Goal of the exercise
Output verbatim the part of the items below that opens with the line containing "trunk, one point per instance." and closes with the final line of the items, including both ends.
Start of Record set
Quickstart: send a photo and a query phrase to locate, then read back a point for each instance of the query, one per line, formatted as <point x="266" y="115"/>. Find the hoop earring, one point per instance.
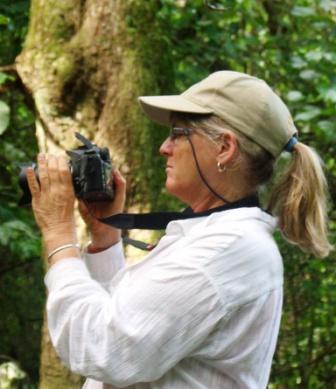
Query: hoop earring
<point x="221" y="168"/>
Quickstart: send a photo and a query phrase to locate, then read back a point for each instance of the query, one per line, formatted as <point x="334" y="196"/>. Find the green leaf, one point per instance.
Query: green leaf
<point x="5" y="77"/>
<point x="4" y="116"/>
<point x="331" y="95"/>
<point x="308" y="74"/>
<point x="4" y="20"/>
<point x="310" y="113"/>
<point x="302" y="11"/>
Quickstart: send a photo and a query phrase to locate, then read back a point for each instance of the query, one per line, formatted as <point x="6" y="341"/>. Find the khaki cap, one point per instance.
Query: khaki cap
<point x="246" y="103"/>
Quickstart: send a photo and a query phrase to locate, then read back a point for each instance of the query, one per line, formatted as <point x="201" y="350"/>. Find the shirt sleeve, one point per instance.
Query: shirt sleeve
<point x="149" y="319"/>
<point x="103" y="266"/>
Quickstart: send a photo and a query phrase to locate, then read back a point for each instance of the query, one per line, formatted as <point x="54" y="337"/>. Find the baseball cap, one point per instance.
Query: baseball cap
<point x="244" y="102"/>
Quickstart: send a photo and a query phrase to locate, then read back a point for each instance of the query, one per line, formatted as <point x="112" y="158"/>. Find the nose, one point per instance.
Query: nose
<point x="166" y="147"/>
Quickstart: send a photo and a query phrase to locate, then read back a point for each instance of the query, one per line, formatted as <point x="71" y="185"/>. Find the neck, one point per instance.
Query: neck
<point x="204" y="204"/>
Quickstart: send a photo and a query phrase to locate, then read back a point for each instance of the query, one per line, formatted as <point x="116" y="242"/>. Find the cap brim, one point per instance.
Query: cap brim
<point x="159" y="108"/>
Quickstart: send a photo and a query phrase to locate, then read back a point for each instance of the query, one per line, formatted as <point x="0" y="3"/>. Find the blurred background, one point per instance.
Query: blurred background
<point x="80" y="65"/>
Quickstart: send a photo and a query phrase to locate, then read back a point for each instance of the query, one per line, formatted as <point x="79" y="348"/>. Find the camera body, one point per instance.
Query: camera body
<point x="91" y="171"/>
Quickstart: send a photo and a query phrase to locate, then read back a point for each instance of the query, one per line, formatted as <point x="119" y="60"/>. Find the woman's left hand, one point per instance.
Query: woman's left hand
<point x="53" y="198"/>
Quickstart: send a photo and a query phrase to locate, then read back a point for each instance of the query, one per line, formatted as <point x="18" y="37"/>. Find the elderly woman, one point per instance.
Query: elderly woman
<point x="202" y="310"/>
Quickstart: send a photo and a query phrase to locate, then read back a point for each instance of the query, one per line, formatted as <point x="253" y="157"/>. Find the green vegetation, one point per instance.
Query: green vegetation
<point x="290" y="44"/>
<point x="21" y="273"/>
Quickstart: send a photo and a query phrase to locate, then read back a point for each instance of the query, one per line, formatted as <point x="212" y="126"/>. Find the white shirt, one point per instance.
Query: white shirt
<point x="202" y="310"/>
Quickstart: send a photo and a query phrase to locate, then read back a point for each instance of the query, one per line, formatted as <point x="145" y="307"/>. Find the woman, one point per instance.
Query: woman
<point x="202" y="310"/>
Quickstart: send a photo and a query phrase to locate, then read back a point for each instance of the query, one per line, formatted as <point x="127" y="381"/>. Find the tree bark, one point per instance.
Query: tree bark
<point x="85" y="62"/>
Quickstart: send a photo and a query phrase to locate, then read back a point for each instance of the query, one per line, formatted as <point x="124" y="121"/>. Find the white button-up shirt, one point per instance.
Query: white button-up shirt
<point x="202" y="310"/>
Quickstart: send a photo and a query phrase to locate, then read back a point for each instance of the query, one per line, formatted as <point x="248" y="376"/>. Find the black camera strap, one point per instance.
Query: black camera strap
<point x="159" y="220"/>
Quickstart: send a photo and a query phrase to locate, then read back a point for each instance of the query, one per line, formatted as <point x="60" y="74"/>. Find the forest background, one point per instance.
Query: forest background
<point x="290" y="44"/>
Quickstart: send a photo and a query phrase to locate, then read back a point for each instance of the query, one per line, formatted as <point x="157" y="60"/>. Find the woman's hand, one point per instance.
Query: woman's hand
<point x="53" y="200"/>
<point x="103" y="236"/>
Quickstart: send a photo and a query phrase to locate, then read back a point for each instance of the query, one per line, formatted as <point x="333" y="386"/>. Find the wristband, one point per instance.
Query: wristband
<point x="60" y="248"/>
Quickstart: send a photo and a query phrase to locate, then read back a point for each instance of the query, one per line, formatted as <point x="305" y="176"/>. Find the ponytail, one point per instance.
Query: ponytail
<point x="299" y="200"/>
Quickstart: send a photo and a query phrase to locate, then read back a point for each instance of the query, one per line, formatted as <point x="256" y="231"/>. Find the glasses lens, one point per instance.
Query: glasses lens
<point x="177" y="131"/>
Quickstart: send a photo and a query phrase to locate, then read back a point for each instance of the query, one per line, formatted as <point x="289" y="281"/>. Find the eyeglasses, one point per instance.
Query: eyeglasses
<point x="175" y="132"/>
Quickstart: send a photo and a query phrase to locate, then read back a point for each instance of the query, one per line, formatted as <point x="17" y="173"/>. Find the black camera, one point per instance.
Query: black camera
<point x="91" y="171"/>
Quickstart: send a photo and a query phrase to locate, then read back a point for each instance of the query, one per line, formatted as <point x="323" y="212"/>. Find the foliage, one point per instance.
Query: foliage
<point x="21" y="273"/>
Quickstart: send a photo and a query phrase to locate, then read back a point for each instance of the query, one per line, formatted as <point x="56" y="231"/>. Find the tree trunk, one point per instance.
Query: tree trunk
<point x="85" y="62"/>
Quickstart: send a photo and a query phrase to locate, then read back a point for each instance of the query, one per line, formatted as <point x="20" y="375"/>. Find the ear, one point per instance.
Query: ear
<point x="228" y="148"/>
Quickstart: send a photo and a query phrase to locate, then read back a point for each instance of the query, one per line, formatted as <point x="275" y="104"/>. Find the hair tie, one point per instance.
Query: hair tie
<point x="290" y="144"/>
End of Record set
Expected answer
Quickstart: send a photo and a query phrase to locate, then read back a point for each instance of the query, one per line, formatted as <point x="56" y="231"/>. Find the tree trunk, one point per instance.
Query: tree trunk
<point x="85" y="62"/>
Quickstart: send a photo and a query phrase to locate, then read back a point for each instance of the query, one per line, formatted as <point x="20" y="375"/>. Find the ear, one point per instance.
Query: ear
<point x="228" y="148"/>
Quickstart: send a photo and a query phrase to locate, then read back a point for each instance of the query, one per line, formatted as <point x="275" y="104"/>. Find the hair tie, one point per instance.
Query: hair tie
<point x="290" y="144"/>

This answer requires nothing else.